## [Requirement]
All lines from the line containing "of the worker" up to and including the last line of the entries must be written out exactly, with no others.

## [Stored items from a collection]
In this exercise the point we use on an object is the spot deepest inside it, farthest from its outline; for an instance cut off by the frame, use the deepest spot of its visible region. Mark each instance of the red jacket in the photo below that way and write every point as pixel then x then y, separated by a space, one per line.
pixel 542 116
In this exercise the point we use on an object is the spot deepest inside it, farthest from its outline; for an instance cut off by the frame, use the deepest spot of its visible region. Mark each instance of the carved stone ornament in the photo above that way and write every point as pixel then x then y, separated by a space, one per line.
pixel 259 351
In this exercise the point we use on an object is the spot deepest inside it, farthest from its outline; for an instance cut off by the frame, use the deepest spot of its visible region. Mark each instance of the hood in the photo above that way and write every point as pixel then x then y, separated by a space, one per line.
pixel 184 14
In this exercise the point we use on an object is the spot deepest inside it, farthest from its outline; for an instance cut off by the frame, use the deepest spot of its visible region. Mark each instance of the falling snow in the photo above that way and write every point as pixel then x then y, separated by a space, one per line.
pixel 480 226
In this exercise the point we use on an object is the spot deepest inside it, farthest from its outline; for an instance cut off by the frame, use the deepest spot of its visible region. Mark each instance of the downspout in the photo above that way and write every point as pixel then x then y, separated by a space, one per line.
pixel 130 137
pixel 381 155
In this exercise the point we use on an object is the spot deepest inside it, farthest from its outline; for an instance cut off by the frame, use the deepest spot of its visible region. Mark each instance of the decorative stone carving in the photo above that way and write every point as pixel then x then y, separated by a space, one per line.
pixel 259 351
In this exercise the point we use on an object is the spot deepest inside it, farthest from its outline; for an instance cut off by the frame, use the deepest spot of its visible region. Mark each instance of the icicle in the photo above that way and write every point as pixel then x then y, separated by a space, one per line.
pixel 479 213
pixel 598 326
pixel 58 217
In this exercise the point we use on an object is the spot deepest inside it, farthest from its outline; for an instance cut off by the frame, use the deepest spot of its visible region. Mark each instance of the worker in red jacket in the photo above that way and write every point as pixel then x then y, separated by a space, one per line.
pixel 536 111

## [Expected output]
In this exercise the point we use on an object is the spot deepest inside it, farthest from its outline; for an instance cut off by the frame, use the deepest spot of its visible region. Mark each instance of the worker in red jacket in the photo above that way and write every point as pixel then x then y, separated by a space, one per line.
pixel 536 111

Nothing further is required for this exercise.